That being said, it is apparent the Court's prior ruling was based on the Court's misreading of the record. Defendant did not even address emotional-distress damages under Title VII in its motion to dismiss. [Doc. 71] For that reason, Plaintiffs had no reason to respond to the issue, and the Court's statement that Plaintiffs had conceded the issue was simply wrong, as was the Court's ruling relying on that statement. Furthermore, the applicable statutes and case law both make it clear that emotional-distress damages may be recovered in an action brought under Title VII, and Defendant does not argue to the contrary. 42 U.S.C. § 1981a; see, e.g., McInerney v. United Air Lines, Inc., 463 Fed.Appx. 709, 723 (10th Cir. 2011) (affirming award of emotional-distress damages in Title VII case). Despite the Court's mistake and the clear state of the law, Defendant now asks the Court to hold fast to its error, making three arguments. Defendant first points out that the Court has already ruled on the issue. That is obvious, but overlooks the fact that a Court can alter interlocutory rulings such as this one, especially erroneous ones, at any time prior to a final decision on the case. See Fye v. Oklahoma Corp. Comm'n, 516 F.3d 1217, 1223 n.2 (10th Cir. 2008).
Defendant next argues that Plaintiffs' motion is untimely, and they should have filed a motion for reconsideration rather than a motion to amend the complaint. Again, the Court can change its interlocutory rulings at any time during the pendency of the case, so the timeliness objection is not persuasive. Furthermore, although the Court has already pointed out that the motion to amend is procedurally inappropriate, the Court is not willing to stubbornly cling to an erroneous ruling by relying on the fact that counsel may have chosen the wrong vehicle to attempt to correct that error.
Defendant's third argument is that the motion to amend is futile because Plaintiff Stanojevic has not stated a viable hostile-work-environment claim and Plaintiff Bachicha has not stated a viable retaliation claim. The Court notes this argument would not resolve the emotional-distress question with regard to Plaintiff Stanojevic's retaliation claim. In any event, Plaintiff Stanojevic's hostile-work-environment claim will in fact be dismissed, as discussed above, and the emotional-distress issue is therefore moot as to that claim. With respect to both parties' retaliation claims, the Court will construe Plaintiffs' motion to amend as a motion for reconsideration, and will reinstate the claims for emotional-distress damages under Title VII. To the extent the motion remains titled a motion to amend, however, it will be denied as unnecessary.
Based on the foregoing discussion, Defendant's motion to dismiss certain claims (Doc. 114) will be granted in part and denied in part, and Plaintiff Stanojevic's hostile-work-environment claim will be dismissed. In addition, Plaintiffs' motions to amend the complaint (Docs. 113, 125) will be denied as unnecessary.

INFORMATION SHOWN:

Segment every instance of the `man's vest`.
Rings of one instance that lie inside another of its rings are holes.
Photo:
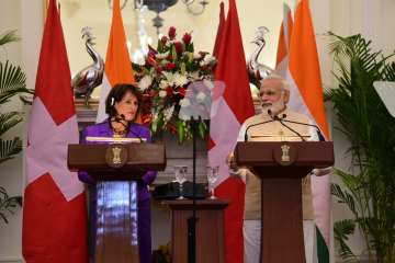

WHAT THE TASK REQUIRES:
Return, unchanged, the part of the court ruling text that begins with the words "Based on the foregoing" and ends with "125) will be denied as unnecessary.".

RESPONSE BOX:
Based on the foregoing discussion, Defendant's motion to dismiss certain claims (Doc. 114) will be granted in part and denied in part, and Plaintiff Stanojevic's hostile-work-environment claim will be dismissed. In addition, Plaintiffs' motions to amend the complaint (Docs. 113, 125) will be denied as unnecessary.